• **DOCUMENT EXTRACT**:
*****
But I think that “private” is really supposed to resonate with private enterprise.
Indeed, as I wrote: “The mercenaries are private contractors, in that they belong to a private company that gets paid.”
But of course soldiers were privatised for most of history before they became public servants or however they are considered now.
It seems to me that what is peculiarly wrong with Blackwater et al is not that they shoot civilians, since it’s hardly unheard-of for soldiers employed directly by the state to do that too, but that they exist in a legal black hole, for all that’s worth to the dead civilians. (Maybe it is worth something to the dead civilians - do families of eg Haditha victims get a bung from the US government? Be interesting to know.)
“Freedom stations” is awesome, not least because of the connotation of “filling station/gas station” – an outpost with huge liquid stocks of liberty, where travelers journeying through the dry realms of tyranny can stop in and tank up.
Liberty oasis.
liberty oasis is too terrain-specific: when the US invades Indonesia it’ll just feel all wrong.
On the other hand, liberty chimes nicely with lily… maybe we have something here.
Not to de-spin your spin, but keep in mind the vast majority of contractors in Iraq - including security contractors - are Iraqis. Hopefully, we can all agree that Iraqis are the ones we want doing the reconstruction and security for their country.
And *duh*, we are in the peace and stability operations industry. IPOA was created to give international peace operations the resources to succeed, for a change. Now maybe you might think doctors are in the ‘disease industry.’
But providing capabilities to the international community to support peacekeeping, peace enforcement, humanitarian rescue, stability operations and disaster relief really ain’t a bad job!
Do let me know if I can help with any other misconceptions you might have regarding our Association.
Best regards,
Doug Brooks
President, IPOA
Hello Doug, thanks for your comments.
Interesting claim. According to PBS, as of June 2005 there were more US and other non-Iraqi “security contractors” in Iraq than there were Iraqi “security contractors” (most of the latter were employed to guard oilfields). Meanwhile, the LA Times this summer counted 118,000 Iraqi and 64,000 non-Iraqi contractors in total, but did not give a comparative breakdown of “security contractors” in particular. Perhaps you can point us to other sources?
Really? Like, “We bombed it, now you rebuild it!”?
That’s a very interesting analogy. Perhaps one of my doctor readers will comment. Actually, I think it’s a good point that “health industry” is Unspeak since health is not really what calls it into action. Of course, another part of the problem is thinking of it as an “industry” in the first place, as though health could be manufactured, or bought and sold. In countries not at the mercy of powerful insurance and pharmaceutical lobbies, we often prefer to speak of a health “service” or “system”.
I’m sure you do not wish your organisation only to be associated with certain notorious activities of Blackwater, but their and their employers’ idea of what constituted “disaster relief” after Katrina, for example, seemed rather eccentric. Do you have happier stories of your members’ participation in humanitarian rescue, disaster relief, etc?
As I said in comment #9, I have nothing in principle against private companies operating in these spheres, but you no doubt understand why the public might be sceptical that certain well-publicised activities by your members could fall under the rubric of “peace operations”. And I remain confident that you, quite understandably, chose the name “International Peace Operations” for your association, rather than say “International Private Armies”, for the purposes of good PR. Which is par for the course, even if your members appear often to operate in situations where there is no peace to be seen.
Perhaps you can assure us that you think it would be a good idea if all IPOA members were subject to the laws of the country employing them?
Although the Iraqis would of course prefer it if the contracts for reconstruction were given to Iraqi companies, since that would support the national economy, be more cost-effective, improve local capacity and increase the ownership of reconstruction. Unfortunately beggars can’t be choosers.
*****
• **ACTIVITY LIST**:
A – Rewrite the paragraph of the contractor discussion that begins "Interesting claim. According to PBS" as a short bulleted list that keeps its main facts.
B – Please print the contractor discussion word for word from "As I said in" up to and including "country employing them?".
C – Translate this sentence from the contractor discussion into Spanish: "But of course soldiers were privatised for most of history before they became public servants or however they are considered now."
The entries are separate material, unrelated to the contractor discussion.

• **RECORDS SUPPLIED**:
*****
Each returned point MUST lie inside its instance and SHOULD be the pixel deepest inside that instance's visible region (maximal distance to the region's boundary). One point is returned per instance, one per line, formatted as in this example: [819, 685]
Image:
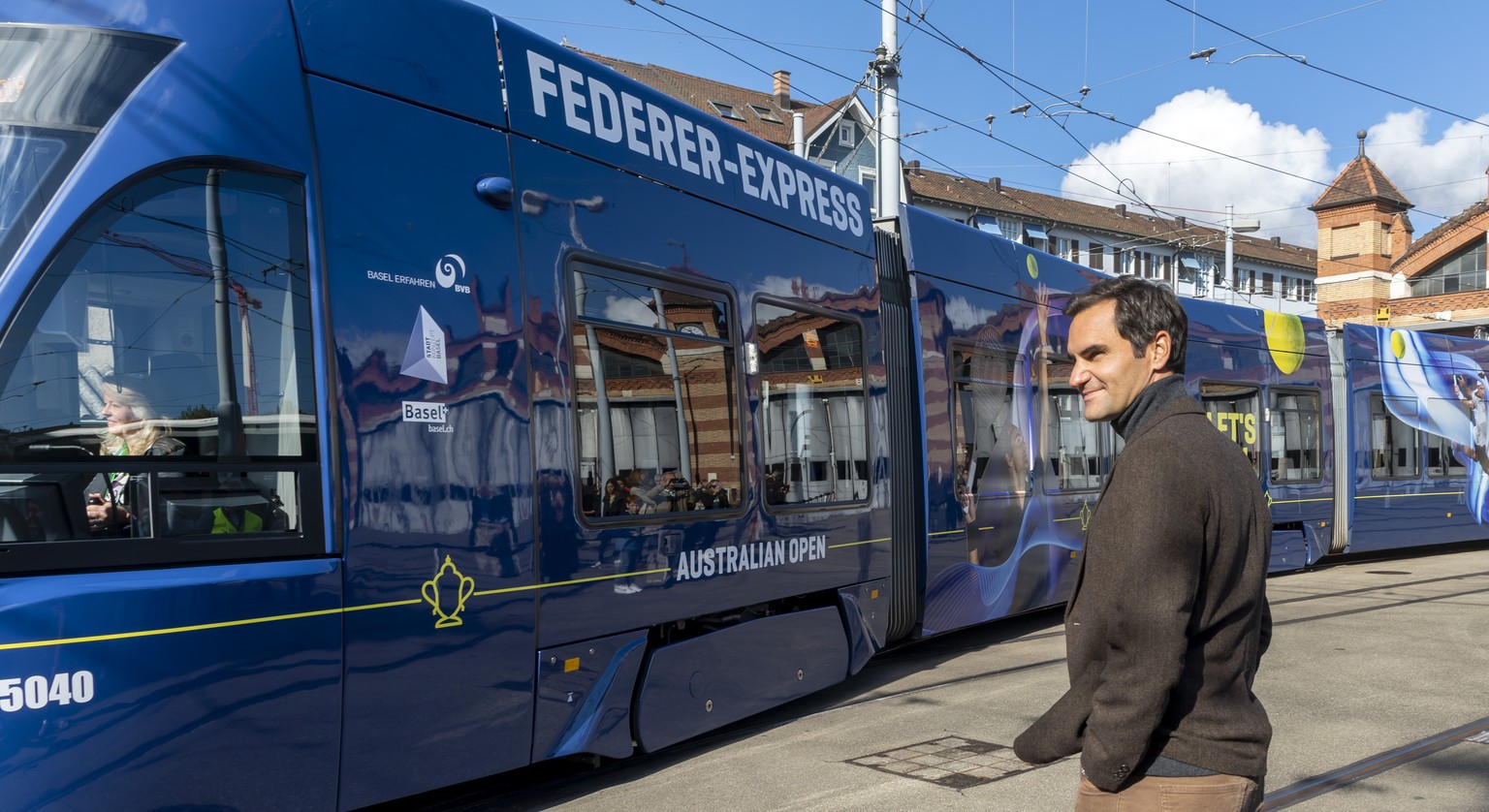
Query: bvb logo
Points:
[458, 588]
[449, 269]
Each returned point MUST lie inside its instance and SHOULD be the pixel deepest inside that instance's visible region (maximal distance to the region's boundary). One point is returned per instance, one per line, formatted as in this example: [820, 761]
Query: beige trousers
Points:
[1206, 793]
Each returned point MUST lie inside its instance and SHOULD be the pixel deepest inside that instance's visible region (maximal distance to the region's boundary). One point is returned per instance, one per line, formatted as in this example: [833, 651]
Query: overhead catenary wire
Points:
[992, 70]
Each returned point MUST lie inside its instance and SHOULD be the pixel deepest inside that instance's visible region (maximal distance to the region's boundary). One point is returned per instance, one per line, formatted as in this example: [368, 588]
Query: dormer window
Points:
[764, 113]
[725, 110]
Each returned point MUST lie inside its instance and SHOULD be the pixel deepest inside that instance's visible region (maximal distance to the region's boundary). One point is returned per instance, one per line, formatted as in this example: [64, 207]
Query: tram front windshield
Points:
[58, 88]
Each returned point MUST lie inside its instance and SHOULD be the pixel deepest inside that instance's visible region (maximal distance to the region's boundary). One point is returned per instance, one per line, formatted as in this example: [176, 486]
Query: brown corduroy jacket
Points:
[1169, 614]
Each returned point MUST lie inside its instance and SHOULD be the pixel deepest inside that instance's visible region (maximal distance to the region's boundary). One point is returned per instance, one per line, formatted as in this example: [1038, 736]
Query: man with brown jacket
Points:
[1169, 614]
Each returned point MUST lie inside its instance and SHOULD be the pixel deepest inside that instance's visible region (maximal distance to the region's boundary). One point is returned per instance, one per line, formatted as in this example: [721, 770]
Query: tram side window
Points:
[813, 430]
[1392, 444]
[1441, 460]
[1074, 444]
[161, 370]
[1232, 409]
[657, 397]
[1294, 436]
[992, 453]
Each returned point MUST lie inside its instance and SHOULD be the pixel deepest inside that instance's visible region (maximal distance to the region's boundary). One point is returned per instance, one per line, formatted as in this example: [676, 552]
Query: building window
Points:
[1346, 241]
[1035, 236]
[764, 113]
[870, 180]
[1461, 271]
[725, 110]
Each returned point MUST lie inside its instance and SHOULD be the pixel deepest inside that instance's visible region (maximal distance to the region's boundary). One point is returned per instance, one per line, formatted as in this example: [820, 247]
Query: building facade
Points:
[1372, 271]
[840, 137]
[1266, 274]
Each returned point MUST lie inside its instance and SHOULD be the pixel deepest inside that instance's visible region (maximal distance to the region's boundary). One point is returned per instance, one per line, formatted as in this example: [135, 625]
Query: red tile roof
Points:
[1361, 182]
[699, 92]
[1127, 225]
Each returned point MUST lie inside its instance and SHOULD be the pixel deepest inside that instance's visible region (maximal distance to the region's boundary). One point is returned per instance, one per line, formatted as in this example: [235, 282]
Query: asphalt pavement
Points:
[1377, 683]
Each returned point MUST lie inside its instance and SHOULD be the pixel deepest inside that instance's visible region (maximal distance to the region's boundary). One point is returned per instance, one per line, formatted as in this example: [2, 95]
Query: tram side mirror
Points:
[496, 191]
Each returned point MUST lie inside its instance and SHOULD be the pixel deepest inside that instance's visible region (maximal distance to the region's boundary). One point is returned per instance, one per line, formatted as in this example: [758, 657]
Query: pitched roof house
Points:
[1370, 269]
[838, 134]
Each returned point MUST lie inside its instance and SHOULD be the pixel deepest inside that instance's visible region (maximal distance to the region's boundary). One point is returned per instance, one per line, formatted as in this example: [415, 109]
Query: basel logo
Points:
[450, 271]
[427, 350]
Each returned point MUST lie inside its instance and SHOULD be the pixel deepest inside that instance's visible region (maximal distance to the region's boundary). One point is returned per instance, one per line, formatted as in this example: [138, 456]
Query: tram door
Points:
[427, 320]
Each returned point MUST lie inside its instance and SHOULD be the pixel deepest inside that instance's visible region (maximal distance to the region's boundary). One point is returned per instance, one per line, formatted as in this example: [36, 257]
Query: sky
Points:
[1261, 127]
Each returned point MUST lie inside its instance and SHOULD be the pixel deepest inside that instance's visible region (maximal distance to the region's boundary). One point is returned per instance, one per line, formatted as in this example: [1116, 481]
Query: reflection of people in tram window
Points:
[491, 530]
[1474, 403]
[133, 428]
[775, 486]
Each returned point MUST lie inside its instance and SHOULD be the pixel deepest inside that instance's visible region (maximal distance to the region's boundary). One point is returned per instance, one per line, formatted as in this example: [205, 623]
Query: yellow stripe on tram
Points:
[346, 610]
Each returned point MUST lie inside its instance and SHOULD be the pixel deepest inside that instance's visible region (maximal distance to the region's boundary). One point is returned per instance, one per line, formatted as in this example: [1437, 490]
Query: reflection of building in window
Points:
[811, 406]
[1296, 425]
[1392, 444]
[657, 399]
[195, 284]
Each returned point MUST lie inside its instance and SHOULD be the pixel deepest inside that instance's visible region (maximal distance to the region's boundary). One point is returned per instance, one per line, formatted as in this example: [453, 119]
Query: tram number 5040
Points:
[39, 692]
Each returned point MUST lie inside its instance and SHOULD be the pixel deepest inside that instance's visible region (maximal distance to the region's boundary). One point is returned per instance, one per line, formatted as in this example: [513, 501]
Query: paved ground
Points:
[1378, 684]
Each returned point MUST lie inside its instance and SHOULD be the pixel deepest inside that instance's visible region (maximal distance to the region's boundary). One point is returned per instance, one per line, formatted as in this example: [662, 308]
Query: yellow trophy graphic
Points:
[458, 584]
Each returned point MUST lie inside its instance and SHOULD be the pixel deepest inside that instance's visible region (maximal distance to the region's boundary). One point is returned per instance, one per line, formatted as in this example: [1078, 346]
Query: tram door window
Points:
[1392, 444]
[1074, 444]
[158, 383]
[989, 409]
[1441, 461]
[1296, 430]
[1233, 411]
[813, 431]
[657, 397]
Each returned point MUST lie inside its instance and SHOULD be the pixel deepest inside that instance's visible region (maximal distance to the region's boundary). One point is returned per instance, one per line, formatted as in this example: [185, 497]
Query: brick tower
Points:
[1361, 230]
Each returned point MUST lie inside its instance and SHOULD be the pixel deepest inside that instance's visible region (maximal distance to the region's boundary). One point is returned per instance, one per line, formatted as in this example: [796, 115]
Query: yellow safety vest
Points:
[222, 524]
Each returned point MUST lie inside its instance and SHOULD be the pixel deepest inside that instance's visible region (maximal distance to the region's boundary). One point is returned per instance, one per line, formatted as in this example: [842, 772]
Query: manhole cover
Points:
[950, 762]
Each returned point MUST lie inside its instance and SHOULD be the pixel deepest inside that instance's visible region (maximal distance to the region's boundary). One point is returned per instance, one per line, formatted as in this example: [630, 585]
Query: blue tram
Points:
[514, 411]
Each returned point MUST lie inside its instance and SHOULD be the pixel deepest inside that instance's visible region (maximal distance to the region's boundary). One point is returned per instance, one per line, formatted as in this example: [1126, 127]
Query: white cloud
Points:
[1441, 177]
[1158, 161]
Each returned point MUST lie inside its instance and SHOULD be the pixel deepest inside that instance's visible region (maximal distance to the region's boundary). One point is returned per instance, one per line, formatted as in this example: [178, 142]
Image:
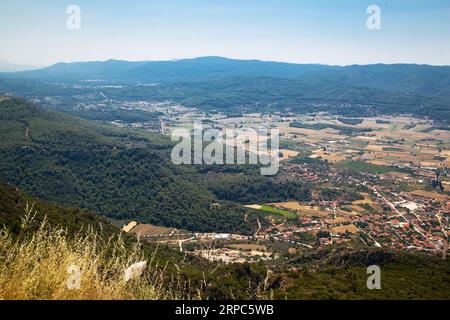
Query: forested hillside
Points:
[123, 174]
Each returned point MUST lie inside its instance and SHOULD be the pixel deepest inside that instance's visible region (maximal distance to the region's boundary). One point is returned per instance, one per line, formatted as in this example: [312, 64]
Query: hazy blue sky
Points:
[308, 31]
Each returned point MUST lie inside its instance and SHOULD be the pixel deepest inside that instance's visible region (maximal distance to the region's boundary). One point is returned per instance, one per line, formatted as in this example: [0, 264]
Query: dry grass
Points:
[36, 265]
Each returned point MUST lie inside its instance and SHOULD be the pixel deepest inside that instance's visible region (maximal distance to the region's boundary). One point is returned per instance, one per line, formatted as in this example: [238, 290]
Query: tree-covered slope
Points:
[120, 173]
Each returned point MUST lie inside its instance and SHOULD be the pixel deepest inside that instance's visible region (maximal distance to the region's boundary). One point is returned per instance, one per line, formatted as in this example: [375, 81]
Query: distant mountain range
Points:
[422, 79]
[13, 67]
[216, 83]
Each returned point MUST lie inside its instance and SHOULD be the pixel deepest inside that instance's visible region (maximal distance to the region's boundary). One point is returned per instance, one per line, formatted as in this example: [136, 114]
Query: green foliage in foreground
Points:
[280, 212]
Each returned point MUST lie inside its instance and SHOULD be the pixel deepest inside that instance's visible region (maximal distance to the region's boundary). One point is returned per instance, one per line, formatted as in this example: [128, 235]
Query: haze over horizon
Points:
*****
• **ANSWERS TO THE EXERCISES**:
A –
- PBS: as of June 2005, US and other non-Iraqi "security contractors" in Iraq outnumbered Iraqi ones.
- Most Iraqi "security contractors" were employed to guard oilfields.
- LA Times, this summer: 118,000 Iraqi and 64,000 non-Iraqi contractors in total, with no separate count of "security contractors."
- The writer asks for other sources.

B –
As I said in comment #9, I have nothing in principle against private companies operating in these spheres, but you no doubt understand why the public might be sceptical that certain well-publicised activities by your members could fall under the rubric of “peace operations”. And I remain confident that you, quite understandably, chose the name “International Peace Operations” for your association, rather than say “International Private Armies”, for the purposes of good PR. Which is par for the course, even if your members appear often to operate in situations where there is no peace to be seen.
Perhaps you can assure us that you think it would be a good idea if all IPOA members were subject to the laws of the country employing them?

C – Pero, por supuesto, los soldados estuvieron privatizados durante la mayor parte de la historia antes de convertirse en funcionarios públicos o como sea que se les considere ahora.